◆ Task list ◆
1 – Using the debt ceiling article, explain in one to three sentences why many Republicans are not expected to help approve a higher ceiling.
2 – Turn the paragraph of the debt ceiling article that begins "First, President Trump" into a short bulleted list that keeps its main facts.
3 – According to the debt ceiling article, roughly how much Federal Government debt is outstanding on March 15?

* start Page text *

The Debt Ceiling Returns  

One of the best kept secrets, it seems, is the return of the U.S. debt ceiling on March 15. There should be no surprise. The suspension of the debt ceiling, part of the October, 2015 deal between Speaker Boehner and President Obama, was always going to expire tomorrow. So, whatever the amount of Federal Government debt is outstanding on March 15 (almost $20 trillion) is the limit that can be issued until Congress agrees to raise it.

You may recall that the agreement to suspend the debt ceiling, allowing debt to increase without limit, was one of the nastiest political fights Washington has seen. The coming battle over raising the ceiling promises to be no easier. There are two issues this time around which will add to the tension.

First, President Trump is going to need an extra lift in the ceiling to accommodate his infrastructure and tax reduction initiatives. Many Republicans were elected to reduce the deficit so they are likely not going to help approve a higher ceiling. The Democrats whose support may be needed are likely going to make their support contingent upon more social spending and concessions on the replacement of Obamacare.

* end Page text *
* start Data block *

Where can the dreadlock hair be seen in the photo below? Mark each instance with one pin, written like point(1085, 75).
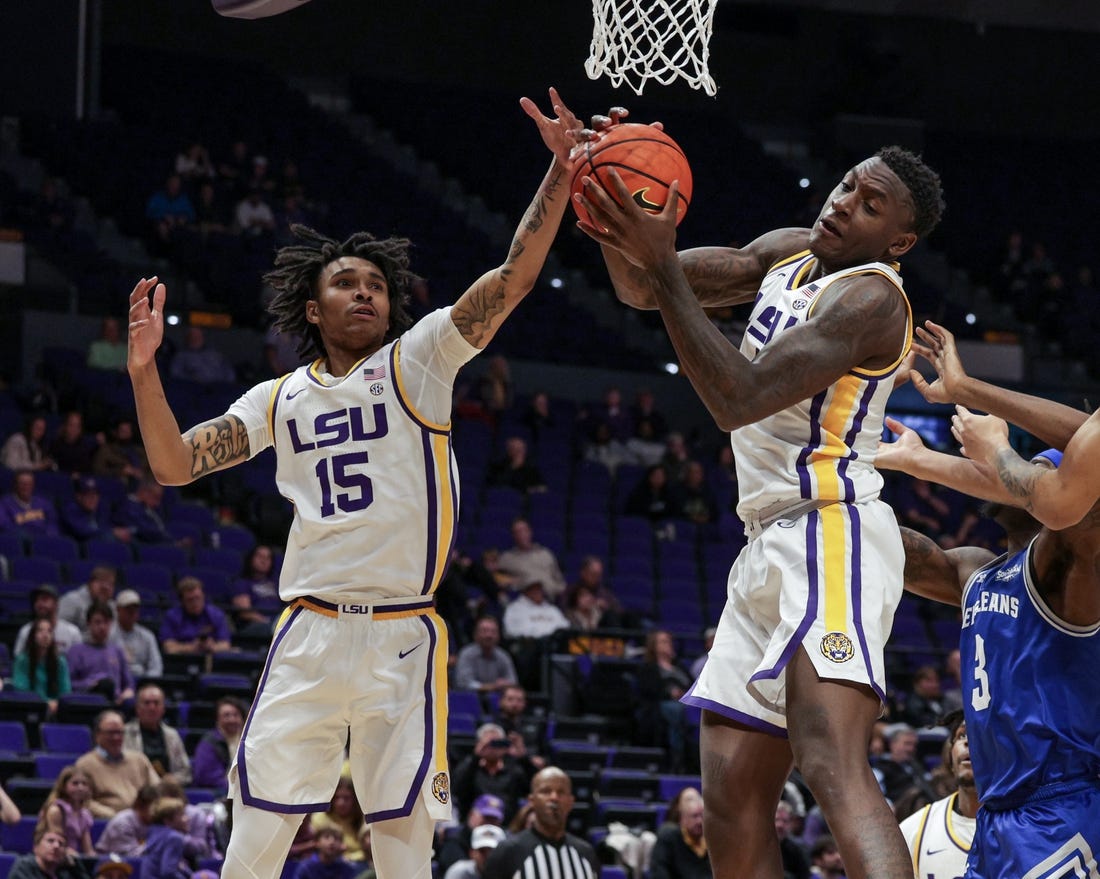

* end Data block *

◆ Results in order ◆
1 – Many Republicans were elected to reduce the deficit. For that reason, they are likely not going to help approve a higher debt ceiling, even though President Trump will need one for his infrastructure and tax reduction initiatives.

2 –
- President Trump will need a further increase in the debt ceiling to cover his infrastructure and tax reduction initiatives.
- Many Republicans were elected to reduce the deficit and are unlikely to help approve a higher ceiling.
- Democrats whose support may be needed will likely demand more social spending and concessions on replacing Obamacare in exchange.

3 – Almost $20 trillion.